What is needed >>
Lines in which "tent" appears should be pulled from the data below.

Records for the task >>

══════

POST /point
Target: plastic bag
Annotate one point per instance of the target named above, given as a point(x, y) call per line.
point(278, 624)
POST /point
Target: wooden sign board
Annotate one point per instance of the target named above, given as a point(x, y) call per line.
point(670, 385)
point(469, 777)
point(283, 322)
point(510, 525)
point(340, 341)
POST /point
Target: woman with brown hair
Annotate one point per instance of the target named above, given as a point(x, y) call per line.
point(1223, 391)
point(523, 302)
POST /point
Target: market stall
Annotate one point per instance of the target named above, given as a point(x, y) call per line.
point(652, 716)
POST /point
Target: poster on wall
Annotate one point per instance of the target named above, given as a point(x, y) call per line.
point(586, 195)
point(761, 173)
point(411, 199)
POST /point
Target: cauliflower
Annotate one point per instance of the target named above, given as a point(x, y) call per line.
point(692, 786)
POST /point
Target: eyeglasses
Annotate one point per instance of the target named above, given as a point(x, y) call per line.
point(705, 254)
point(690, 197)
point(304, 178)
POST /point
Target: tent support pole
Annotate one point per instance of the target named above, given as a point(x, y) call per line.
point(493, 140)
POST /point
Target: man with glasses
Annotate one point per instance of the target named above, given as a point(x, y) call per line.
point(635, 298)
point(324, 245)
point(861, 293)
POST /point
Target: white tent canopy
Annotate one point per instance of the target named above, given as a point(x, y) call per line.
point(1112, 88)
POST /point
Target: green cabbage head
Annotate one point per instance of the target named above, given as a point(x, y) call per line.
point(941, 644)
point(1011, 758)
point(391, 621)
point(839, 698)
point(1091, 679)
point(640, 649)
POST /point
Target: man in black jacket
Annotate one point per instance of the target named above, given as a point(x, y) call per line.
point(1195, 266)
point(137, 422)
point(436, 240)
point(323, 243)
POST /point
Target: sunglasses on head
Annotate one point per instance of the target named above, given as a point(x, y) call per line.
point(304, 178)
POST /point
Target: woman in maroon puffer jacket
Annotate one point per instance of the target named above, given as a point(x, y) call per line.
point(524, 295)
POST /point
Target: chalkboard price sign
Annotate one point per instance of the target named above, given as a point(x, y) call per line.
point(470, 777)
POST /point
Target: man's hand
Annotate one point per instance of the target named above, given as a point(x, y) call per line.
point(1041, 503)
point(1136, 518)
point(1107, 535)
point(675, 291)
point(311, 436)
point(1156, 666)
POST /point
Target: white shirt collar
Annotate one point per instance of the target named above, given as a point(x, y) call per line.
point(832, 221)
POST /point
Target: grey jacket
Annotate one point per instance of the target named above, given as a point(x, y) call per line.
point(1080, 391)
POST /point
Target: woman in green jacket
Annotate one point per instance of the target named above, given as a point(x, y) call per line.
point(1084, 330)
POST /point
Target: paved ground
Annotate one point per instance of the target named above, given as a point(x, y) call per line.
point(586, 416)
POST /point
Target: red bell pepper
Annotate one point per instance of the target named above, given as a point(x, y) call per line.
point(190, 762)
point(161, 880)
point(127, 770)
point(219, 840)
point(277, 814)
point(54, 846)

══════

Response below >>
Target: tent support pole
Target: white tent canopy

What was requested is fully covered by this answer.